**Set exercise**
Rewrite the material between the lines holding "Annotation spec v2.4 — Object: window." and "xmin=90 ymin=232 xmax=210 ymax=275", inclusive, with every "Include occluded objects" changed to "Include partly hidden objects" and nothing else altered, and return only those lines.

**Records for this task**
╭──

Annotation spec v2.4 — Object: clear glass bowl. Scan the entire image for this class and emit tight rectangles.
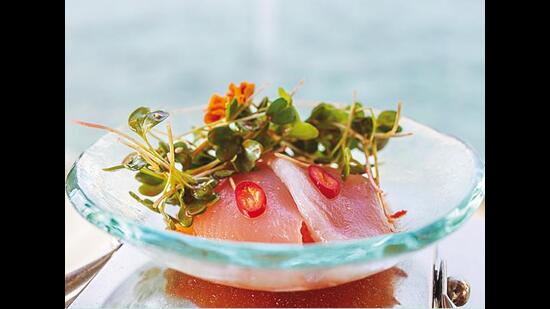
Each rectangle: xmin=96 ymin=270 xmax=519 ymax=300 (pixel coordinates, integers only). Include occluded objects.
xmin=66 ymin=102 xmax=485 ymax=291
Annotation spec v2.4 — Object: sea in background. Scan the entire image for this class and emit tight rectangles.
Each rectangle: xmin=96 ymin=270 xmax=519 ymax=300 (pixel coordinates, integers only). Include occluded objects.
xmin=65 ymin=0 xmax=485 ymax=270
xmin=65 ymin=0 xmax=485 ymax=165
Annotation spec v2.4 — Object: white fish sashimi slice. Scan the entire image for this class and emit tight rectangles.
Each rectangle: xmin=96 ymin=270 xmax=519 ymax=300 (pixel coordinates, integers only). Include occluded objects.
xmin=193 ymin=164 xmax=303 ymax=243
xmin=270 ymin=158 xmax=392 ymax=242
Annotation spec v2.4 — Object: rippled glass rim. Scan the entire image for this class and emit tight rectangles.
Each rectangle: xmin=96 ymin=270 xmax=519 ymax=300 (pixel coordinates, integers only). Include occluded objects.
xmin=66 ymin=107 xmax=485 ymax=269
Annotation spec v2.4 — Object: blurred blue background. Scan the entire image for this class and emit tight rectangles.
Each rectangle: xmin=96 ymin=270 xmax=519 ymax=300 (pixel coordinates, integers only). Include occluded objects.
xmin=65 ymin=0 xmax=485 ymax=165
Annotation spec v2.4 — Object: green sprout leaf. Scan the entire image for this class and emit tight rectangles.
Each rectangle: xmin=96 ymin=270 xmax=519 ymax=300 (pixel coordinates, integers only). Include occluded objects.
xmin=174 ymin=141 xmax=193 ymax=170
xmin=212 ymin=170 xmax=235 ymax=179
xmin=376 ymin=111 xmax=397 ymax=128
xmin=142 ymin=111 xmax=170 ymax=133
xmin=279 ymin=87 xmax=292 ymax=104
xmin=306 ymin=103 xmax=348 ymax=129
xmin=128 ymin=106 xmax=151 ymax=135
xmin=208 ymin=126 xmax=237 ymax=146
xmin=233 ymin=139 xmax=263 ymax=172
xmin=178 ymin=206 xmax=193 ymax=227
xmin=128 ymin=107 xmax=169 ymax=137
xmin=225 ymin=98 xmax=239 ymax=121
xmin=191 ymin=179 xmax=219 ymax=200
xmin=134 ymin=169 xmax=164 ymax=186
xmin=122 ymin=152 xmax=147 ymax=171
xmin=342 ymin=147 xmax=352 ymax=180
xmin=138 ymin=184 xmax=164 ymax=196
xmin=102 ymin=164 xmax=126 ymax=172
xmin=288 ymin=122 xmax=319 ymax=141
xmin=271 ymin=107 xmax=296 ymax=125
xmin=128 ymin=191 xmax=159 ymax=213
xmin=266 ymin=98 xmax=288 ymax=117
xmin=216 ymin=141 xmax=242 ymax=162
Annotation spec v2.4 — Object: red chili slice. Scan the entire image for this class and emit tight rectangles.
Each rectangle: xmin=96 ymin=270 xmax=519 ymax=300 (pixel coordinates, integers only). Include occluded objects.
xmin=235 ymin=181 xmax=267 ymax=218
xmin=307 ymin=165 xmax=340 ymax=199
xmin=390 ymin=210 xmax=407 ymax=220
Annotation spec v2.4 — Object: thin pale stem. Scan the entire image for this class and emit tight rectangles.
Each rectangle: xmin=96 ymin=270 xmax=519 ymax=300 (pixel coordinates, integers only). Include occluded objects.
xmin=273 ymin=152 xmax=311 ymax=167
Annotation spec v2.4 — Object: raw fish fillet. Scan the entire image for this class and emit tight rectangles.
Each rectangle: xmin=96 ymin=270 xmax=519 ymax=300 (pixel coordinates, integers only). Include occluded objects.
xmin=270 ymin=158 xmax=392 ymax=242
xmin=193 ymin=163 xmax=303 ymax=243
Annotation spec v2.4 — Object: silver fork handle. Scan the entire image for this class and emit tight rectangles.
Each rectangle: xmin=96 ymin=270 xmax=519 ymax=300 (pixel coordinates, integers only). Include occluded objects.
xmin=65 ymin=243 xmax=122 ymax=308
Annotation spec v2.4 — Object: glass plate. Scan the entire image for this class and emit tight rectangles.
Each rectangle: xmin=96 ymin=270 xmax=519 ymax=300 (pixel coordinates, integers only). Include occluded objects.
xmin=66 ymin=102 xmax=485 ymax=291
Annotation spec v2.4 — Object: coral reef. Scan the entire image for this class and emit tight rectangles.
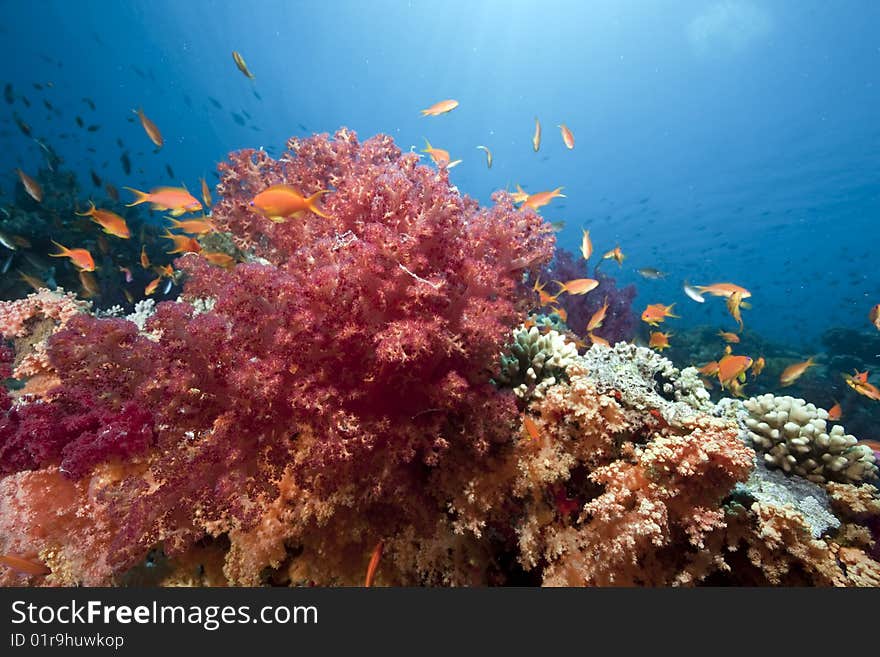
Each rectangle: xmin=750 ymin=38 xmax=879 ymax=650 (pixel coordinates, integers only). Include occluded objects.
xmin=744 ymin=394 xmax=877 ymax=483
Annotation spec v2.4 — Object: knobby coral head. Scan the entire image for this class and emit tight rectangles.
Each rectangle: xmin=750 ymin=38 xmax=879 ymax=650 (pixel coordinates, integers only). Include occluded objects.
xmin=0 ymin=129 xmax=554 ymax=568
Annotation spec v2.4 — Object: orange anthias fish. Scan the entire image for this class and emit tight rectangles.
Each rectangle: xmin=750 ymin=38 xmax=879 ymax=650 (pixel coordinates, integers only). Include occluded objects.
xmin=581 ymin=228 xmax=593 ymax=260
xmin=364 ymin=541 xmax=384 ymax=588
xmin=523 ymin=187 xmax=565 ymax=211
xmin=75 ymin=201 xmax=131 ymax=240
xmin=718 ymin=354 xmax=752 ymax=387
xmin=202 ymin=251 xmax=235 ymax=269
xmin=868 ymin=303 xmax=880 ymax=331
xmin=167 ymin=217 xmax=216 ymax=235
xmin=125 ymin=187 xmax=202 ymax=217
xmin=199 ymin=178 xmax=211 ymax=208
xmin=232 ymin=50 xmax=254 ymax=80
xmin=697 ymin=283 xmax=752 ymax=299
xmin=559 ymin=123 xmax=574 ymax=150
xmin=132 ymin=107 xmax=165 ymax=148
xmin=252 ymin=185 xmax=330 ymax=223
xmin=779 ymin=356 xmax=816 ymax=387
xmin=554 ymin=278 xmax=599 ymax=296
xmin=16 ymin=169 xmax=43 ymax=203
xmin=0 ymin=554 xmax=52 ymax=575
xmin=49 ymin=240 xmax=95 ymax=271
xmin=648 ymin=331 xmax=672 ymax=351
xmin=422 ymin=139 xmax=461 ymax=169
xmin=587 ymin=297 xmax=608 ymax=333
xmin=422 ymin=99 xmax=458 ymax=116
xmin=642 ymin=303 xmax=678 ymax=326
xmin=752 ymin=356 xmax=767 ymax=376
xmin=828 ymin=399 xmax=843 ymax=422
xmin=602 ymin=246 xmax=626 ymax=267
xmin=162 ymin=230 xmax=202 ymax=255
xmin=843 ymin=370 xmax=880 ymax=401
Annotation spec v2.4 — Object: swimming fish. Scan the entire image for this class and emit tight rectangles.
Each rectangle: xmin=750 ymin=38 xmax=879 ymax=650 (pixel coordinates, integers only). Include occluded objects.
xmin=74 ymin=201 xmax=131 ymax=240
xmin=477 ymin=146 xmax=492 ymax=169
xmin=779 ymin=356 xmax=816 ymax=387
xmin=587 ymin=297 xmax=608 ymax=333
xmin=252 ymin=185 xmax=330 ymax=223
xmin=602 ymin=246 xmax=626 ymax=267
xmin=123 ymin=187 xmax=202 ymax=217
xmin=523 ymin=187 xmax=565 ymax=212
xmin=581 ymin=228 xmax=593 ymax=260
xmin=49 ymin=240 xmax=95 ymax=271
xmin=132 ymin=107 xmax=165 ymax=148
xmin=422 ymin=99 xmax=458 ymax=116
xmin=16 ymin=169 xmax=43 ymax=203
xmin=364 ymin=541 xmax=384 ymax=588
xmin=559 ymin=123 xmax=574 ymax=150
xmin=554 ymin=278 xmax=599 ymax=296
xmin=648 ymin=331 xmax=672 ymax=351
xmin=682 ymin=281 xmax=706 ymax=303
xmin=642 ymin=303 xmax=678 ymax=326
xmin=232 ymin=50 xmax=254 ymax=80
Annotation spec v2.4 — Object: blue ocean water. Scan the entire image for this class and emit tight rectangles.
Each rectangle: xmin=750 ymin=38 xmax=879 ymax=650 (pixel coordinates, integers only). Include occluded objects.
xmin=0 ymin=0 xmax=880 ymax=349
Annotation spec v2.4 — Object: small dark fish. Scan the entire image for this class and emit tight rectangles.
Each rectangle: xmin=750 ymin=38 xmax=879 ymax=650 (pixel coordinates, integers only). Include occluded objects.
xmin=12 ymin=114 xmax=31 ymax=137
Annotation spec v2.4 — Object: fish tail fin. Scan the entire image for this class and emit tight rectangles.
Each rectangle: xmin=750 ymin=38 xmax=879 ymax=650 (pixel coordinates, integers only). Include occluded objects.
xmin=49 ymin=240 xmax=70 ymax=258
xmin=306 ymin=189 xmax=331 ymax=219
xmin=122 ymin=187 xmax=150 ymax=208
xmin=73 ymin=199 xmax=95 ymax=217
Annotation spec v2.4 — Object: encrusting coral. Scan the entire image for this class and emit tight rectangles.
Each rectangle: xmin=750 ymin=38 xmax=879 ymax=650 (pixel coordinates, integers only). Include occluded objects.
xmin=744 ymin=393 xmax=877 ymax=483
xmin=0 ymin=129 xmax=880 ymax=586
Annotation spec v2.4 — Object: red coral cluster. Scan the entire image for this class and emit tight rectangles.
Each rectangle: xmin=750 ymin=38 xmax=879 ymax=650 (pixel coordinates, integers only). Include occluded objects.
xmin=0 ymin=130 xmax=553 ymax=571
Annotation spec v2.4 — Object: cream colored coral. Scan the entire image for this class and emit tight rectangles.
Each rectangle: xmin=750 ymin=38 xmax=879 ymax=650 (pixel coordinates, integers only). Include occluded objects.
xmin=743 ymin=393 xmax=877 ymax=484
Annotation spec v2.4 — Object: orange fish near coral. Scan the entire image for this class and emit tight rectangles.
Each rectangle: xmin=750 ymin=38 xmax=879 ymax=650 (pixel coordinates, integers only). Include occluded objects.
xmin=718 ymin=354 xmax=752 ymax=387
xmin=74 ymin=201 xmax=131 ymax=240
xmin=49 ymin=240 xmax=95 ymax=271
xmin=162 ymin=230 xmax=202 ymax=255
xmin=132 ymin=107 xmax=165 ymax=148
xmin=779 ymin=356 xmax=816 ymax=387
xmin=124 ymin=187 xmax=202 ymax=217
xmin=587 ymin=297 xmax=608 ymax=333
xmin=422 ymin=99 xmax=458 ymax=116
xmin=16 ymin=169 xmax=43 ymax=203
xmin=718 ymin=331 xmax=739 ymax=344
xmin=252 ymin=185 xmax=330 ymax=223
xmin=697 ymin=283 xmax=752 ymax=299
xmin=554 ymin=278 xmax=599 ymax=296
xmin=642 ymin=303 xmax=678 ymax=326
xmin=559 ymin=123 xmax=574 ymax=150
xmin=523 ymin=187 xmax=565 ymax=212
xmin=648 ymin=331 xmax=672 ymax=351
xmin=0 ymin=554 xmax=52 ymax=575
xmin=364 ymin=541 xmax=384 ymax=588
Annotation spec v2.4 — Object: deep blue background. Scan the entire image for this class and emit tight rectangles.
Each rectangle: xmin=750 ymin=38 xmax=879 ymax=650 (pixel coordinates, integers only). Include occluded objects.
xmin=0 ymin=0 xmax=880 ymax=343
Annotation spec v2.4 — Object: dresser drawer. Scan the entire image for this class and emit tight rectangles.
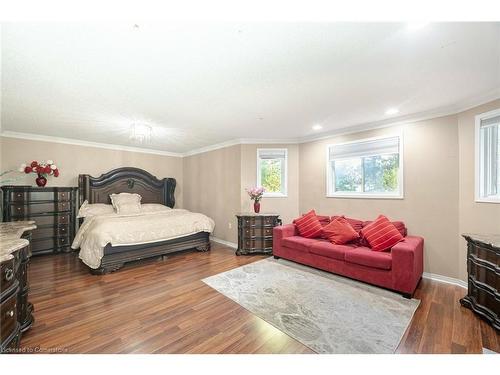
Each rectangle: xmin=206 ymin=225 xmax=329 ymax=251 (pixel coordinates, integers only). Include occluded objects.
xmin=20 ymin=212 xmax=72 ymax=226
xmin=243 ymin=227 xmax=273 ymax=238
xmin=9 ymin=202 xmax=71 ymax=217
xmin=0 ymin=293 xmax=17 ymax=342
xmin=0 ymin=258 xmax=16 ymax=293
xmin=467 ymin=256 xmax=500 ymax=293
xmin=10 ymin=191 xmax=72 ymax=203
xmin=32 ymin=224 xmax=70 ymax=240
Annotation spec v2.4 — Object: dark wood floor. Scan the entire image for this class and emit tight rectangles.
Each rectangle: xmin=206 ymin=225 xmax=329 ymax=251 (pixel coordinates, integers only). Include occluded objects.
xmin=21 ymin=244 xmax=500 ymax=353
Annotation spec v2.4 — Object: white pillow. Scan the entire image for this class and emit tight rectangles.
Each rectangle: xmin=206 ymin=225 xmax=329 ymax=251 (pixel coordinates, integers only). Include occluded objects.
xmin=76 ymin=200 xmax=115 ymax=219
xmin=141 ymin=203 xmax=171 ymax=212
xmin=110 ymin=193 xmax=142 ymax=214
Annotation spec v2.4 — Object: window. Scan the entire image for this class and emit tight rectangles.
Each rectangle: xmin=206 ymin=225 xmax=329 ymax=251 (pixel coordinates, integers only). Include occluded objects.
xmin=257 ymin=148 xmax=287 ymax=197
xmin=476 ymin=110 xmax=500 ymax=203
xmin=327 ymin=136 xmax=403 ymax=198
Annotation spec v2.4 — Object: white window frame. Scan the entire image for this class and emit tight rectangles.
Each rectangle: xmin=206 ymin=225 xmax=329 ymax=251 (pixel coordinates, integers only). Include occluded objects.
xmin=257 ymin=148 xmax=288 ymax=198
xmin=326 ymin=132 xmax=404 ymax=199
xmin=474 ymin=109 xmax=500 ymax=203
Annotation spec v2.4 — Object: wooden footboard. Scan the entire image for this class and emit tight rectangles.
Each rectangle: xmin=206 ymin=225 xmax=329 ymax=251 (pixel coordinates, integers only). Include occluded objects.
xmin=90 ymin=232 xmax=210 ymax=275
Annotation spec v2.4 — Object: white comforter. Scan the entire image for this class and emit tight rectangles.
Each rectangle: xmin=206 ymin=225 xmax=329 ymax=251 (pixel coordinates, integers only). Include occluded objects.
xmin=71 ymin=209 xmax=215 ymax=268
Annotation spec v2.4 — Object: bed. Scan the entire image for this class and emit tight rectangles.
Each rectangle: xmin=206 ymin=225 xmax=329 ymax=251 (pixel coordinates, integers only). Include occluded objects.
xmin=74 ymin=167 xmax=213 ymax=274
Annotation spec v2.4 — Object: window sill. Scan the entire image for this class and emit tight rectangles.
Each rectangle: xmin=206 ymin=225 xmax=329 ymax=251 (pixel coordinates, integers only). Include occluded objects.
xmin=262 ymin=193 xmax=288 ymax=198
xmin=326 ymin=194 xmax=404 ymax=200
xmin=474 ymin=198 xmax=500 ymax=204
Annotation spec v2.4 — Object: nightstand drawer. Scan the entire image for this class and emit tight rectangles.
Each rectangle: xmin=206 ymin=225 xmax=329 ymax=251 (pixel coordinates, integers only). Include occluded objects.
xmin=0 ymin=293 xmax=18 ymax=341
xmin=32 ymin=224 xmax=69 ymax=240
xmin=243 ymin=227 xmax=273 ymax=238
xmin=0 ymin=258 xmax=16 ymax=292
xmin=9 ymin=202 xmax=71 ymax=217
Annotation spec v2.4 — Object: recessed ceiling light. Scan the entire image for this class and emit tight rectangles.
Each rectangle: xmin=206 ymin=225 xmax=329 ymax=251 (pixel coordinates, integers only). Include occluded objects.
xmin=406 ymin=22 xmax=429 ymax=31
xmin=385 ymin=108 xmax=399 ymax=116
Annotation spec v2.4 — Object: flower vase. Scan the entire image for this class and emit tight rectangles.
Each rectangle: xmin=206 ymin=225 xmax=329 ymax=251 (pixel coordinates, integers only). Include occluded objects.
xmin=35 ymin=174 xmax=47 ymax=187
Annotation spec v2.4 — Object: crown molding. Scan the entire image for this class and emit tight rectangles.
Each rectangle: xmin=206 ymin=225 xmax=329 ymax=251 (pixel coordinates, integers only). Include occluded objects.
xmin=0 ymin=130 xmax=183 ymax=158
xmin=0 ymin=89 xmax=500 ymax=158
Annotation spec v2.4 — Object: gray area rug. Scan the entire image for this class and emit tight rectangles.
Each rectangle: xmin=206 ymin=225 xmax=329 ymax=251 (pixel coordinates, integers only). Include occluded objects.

╰──

**Result of this task**
Annotation spec v2.4 — Object: window. Scan the entire image for this class and emit tight rectangles.
Each rectangle: xmin=206 ymin=225 xmax=329 ymax=251 (pixel coordinates, integers only). Include partly hidden objects.
xmin=257 ymin=148 xmax=287 ymax=197
xmin=476 ymin=110 xmax=500 ymax=203
xmin=327 ymin=136 xmax=403 ymax=198
Annotation spec v2.4 — Object: white window frame. Scan the entire image for this class and emit tight rectangles.
Each rectangle: xmin=206 ymin=225 xmax=329 ymax=251 (pixel coordinates, integers only). Include partly hidden objects.
xmin=257 ymin=148 xmax=288 ymax=198
xmin=326 ymin=132 xmax=404 ymax=199
xmin=474 ymin=109 xmax=500 ymax=203
Annotation spec v2.4 — Object: wooden footboard. Scan the entire image for this class and emit tight rectangles.
Each rectangle: xmin=206 ymin=225 xmax=329 ymax=251 (pixel coordinates, integers only). Include partly hidden objects.
xmin=90 ymin=232 xmax=210 ymax=275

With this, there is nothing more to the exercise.